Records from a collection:
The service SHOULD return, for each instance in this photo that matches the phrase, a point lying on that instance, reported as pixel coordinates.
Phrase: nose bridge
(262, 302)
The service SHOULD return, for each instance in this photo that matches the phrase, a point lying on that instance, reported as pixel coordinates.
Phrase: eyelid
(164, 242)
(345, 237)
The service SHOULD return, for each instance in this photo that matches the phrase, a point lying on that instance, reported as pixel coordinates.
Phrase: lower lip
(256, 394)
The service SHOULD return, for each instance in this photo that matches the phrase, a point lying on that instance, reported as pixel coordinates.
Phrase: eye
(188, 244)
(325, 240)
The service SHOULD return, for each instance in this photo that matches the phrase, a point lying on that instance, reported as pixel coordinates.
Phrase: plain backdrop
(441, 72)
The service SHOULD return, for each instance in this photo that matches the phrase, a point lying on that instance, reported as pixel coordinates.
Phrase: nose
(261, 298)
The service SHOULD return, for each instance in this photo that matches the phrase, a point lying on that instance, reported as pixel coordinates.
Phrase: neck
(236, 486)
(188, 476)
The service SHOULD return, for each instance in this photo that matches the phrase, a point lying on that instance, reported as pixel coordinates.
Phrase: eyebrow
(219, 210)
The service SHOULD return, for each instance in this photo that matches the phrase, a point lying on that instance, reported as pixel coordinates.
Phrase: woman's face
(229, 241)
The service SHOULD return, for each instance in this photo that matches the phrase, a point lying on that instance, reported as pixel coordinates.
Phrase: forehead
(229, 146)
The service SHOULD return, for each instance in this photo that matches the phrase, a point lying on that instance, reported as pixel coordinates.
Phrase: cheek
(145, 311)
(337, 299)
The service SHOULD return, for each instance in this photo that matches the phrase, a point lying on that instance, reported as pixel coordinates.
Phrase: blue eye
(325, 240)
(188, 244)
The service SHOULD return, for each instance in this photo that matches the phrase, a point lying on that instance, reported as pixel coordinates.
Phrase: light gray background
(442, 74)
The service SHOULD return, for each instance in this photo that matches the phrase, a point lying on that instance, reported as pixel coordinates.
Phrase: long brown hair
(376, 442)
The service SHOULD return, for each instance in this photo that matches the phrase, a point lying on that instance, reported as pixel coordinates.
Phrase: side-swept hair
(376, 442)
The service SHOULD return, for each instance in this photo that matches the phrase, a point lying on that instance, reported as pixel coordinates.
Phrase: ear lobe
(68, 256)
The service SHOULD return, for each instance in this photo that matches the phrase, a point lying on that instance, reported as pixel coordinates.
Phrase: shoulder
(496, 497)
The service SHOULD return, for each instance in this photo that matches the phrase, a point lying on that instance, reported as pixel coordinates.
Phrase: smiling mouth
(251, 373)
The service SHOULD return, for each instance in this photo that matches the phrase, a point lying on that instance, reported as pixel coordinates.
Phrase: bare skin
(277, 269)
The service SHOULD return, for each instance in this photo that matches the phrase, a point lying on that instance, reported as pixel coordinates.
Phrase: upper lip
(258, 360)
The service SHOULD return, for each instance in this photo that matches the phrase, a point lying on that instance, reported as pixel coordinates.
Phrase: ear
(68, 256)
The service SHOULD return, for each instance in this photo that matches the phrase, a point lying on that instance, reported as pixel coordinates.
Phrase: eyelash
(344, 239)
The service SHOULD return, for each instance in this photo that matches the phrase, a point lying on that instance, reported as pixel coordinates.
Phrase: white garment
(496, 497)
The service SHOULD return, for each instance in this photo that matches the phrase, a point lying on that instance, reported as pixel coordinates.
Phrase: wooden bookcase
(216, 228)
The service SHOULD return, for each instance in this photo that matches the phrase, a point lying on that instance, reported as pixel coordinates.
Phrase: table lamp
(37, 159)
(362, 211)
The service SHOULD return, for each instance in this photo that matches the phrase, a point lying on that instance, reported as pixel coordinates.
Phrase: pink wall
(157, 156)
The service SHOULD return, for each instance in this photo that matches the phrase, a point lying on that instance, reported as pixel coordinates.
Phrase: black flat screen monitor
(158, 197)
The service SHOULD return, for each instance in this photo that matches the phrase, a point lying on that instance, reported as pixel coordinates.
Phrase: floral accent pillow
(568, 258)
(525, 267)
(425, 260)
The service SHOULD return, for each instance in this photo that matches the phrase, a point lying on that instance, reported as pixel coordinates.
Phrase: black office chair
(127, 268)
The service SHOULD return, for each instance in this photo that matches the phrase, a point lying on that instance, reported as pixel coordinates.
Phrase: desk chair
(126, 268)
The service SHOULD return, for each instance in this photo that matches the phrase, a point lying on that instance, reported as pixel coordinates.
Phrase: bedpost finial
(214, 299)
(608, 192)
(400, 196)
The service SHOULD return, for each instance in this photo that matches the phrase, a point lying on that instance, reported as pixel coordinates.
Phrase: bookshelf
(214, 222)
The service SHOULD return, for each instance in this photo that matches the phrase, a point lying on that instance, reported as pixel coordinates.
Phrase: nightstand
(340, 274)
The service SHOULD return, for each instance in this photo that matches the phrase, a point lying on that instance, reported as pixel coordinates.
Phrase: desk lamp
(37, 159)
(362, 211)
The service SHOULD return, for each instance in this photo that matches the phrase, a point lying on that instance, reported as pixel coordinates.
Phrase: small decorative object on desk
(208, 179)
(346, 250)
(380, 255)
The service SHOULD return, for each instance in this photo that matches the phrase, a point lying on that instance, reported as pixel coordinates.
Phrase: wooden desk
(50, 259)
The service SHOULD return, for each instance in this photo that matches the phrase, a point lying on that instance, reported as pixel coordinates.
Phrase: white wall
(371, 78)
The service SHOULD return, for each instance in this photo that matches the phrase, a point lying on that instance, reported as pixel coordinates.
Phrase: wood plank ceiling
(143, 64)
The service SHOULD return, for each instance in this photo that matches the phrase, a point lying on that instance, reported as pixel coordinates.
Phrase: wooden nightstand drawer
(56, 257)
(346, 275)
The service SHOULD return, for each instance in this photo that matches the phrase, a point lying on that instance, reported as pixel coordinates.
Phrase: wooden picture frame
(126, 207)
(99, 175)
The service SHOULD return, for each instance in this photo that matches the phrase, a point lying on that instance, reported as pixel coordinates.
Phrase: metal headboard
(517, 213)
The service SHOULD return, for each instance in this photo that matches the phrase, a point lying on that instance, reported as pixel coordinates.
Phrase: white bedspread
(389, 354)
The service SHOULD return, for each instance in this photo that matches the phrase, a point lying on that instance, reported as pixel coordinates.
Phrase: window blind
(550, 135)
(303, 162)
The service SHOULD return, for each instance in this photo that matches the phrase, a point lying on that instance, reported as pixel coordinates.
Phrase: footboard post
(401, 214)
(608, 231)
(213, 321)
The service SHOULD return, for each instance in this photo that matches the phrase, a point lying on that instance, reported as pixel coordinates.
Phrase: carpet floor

| What is being asked |
Every record must appear in the answer exactly as it does above.

| Answer space |
The service SHOULD return, for each instance in this photo that matches the phrase, a point lying on that instance, reported as pixel coordinates.
Phrase: nose bridge
(262, 302)
The service SHOULD return, for each instance in this photo that matches the phrase, a point lying on that instance, reported as pixel coordinates.
Phrase: eyelid
(164, 242)
(345, 237)
The service SHOULD return, for each instance in this photo that matches the phrase, a point lying on that instance, reported as pixel coordinates.
Phrase: lower lip
(256, 394)
The service SHOULD return, for each instance in this photo that matches the phrase, a point lying on that instance, reported as pixel coordinates.
Phrase: eye
(188, 244)
(325, 240)
The service SHOULD return, for each instance in this photo that matches the phrase, a point lying on that instance, reported as pixel coordinates.
Phrase: plain backdrop
(441, 72)
The service SHOULD return, for each instance in this photo that matches the phrase, a point lying on that instance, reported as pixel coordinates.
Phrase: nose
(261, 298)
The service SHOULD return, for each instance in this photo that matches the phrase, a point lying on that instance, reported as pixel coordinates.
Phrase: neck
(236, 486)
(188, 476)
The service SHOULD return, for each instance in this photo that matches the phrase, a point lying on that instance, reported as pixel coordinates.
Phrase: eyebrow
(219, 210)
The service SHOULD return, for each instance in this photo that matches the phrase, a point lying on that instance, reported as pixel coordinates.
Phrase: woman's face
(229, 241)
The service SHOULD return, for each instance in this photo that matches the phrase, a point lying on that instance, reported as pixel coordinates.
Phrase: forehead
(229, 146)
The service SHOULD return, for each instance in this photo that matches the phrase, a point lying on that instance, reported as pixel coordinates.
Phrase: cheek
(145, 311)
(337, 299)
The service SHOULD return, for each instance in this photo that matches the phrase, a point lying on that instance, reported as pixel coordinates.
Phrase: blue eye
(325, 240)
(188, 244)
The service SHOULD return, for each instance in this photo that matches the phrase, a point lying on that instance, reported as pixel coordinates.
Phrase: light gray background
(442, 74)
The service SHOULD return, for each instance in this photo that matches the phrase, a point lying on that instance, reported as pixel coordinates.
Phrase: long brown hair
(376, 442)
The service SHOULD return, for each instance in this photo that matches the phrase, a point lying on that instance, reported as pixel coordinates.
Phrase: side-swept hair
(376, 442)
The service SHOULD return, for each instance in this photo that matches the phrase, a point lying on that instance, reported as pixel coordinates.
Phrase: ear lobe
(68, 256)
The service SHOULD return, for each instance in this photo that matches the phrase, a point lying on that instance, reported as pixel coordinates.
Phrase: shoulder
(496, 497)
The service SHOULD return, for each instance in this photo that matches the phrase, a point lying on that instance, reported as pixel coordinates.
Phrase: smiling mouth
(251, 373)
The service SHOULD return, for each instance in this photo that matches the phrase, a point lying on that instance, reported as pixel coordinates.
Phrase: bare skin
(277, 269)
The service SHOULD return, for each instance in this photo that matches the phrase, a point lying on that instance, reported as pixel coordinates.
Phrase: upper lip
(258, 360)
The service SHOULD return, for each instance in this photo that matches the phrase, a point lying on that instance, reported as pixel coordinates.
Phrase: ear
(68, 256)
The service SHOULD return, for each instance in this photo that matches the phrase, a point lying on that instance, reported as pixel coordinates.
Phrase: eyelash
(344, 239)
The service SHOULD return, for each instance in this photo that matches the phrase, a point lying on that instance, reported as pixel coordinates.
Phrase: white garment
(496, 497)
The service SHOULD return, for each instance in this photo that matches the phrase, a point lying on that instance, reported as pixel coordinates.
Phrase: wooden bookcase
(216, 228)
The service SHOULD return, for each instance in this photo that matches the phrase, a point lying on that instance, reported as pixel coordinates.
Phrase: table lamp
(37, 159)
(362, 211)
The service SHOULD return, for each instance in this photo that matches the phrase, a point lying on that instance, reported as pixel coordinates.
Phrase: pink wall
(157, 156)
The service SHOULD return, for each instance in this photo that matches the phrase, a point lying on that instance, reported as pixel coordinates.
Phrase: black flat screen monitor
(158, 197)
The service SHOULD return, for each instance in this photo that matches the phrase, a point lying on that instance, reported as pixel coordinates.
Phrase: floral accent pillow
(568, 258)
(525, 267)
(425, 260)
The service SHOULD return, for each instance in this photo that matches the phrase, a point lying on that instance, reported as pixel coordinates.
Phrase: black office chair
(127, 268)
The service SHOULD return, for each instance in this photo that matches the phrase, a point lying on that instance, reported as pixel coordinates.
Phrase: desk chair
(126, 268)
The service SHOULD return, for each instance in this photo that matches the phrase, a point lying on that instance, reported as pixel coordinates.
Phrase: bedpost finial
(214, 299)
(608, 192)
(400, 196)
The service SHOULD return, for each instance in this photo that matches the phrase, a point lying on that instance, reported as pixel coordinates.
Phrase: bookshelf
(214, 222)
The service SHOULD return, for each instance in this photo that matches the phrase, a point lying on that instance, reported as pixel coordinates.
Phrase: nightstand
(340, 274)
The service SHOULD return, for each instance in this photo that matches the phrase, a point lying on that instance, reported as pixel coordinates.
Phrase: desk lamp
(37, 159)
(362, 211)
The service SHOULD return, for each instance in this photo that matches the phrase, a point lying on that instance, reported as pixel coordinates.
Phrase: small decorative object on desk
(208, 179)
(346, 250)
(380, 255)
The service SHOULD return, for each instance in this photo that matches the phrase, a point lying on that instance, reported as pixel coordinates.
Phrase: wooden desk
(50, 259)
The service SHOULD return, for each instance in this photo that matches the phrase, a point lying on that instance, reported as pixel coordinates.
Phrase: white wall
(371, 78)
The service SHOULD return, for each instance in this photo that matches the phrase, a point lying on that instance, reported as pixel coordinates.
Phrase: wood plank ceiling
(143, 64)
The service SHOULD return, for each instance in this photo that matches the phrase, a point lying on that instance, reported as pixel coordinates.
Phrase: wooden nightstand drawer
(56, 257)
(346, 275)
The service SHOULD return, for each instance in this photo that matches the phrase, a point lying on that instance, reported as pixel coordinates.
Phrase: wooden picture frame
(126, 207)
(99, 175)
The service SHOULD return, for each instance in this photo that matches the phrase, a point lying on that instance, reported as pixel coordinates.
Phrase: metal headboard
(517, 213)
The service SHOULD return, for each instance in this photo that matches the phrase, a point lying on that instance, reported as pixel coordinates.
Phrase: white bedspread
(389, 354)
The service SHOULD return, for each instance in this photo that matches the phrase, a point lying on that instance, reported as pixel coordinates.
Phrase: window blind
(550, 135)
(303, 162)
The service SHOULD return, for each instance in this photo that matches the phrase, a point lying on that instance, reported as pixel coordinates.
Phrase: footboard post
(401, 214)
(608, 231)
(213, 321)
The service SHOULD return, for each instance in this photo that matches the phrase, a point lying on that instance, reported as pixel coordinates.
Phrase: carpet floor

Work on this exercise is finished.